## Task instructions
Reproduce the full listing below unchanged, apart from the pictures.

• • • • •

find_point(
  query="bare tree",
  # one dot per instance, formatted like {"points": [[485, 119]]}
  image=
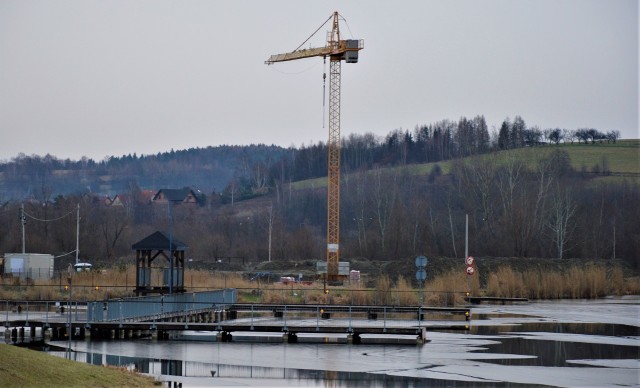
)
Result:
{"points": [[561, 219]]}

• • • • •

## Result of this task
find_point(
  query="bare tree",
  # one dot per instance, formatted like {"points": [[485, 119]]}
  image=
)
Result:
{"points": [[561, 219]]}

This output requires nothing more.